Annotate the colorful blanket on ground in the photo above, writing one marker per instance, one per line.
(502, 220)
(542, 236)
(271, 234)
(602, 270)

§ **Exercise objective**
Reproduce the material exactly, with every line intact.

§ **Response to this exercise**
Annotate the colorful blanket on ground in the photo above, writing one marker per instance, one per line.
(502, 220)
(542, 236)
(271, 234)
(602, 270)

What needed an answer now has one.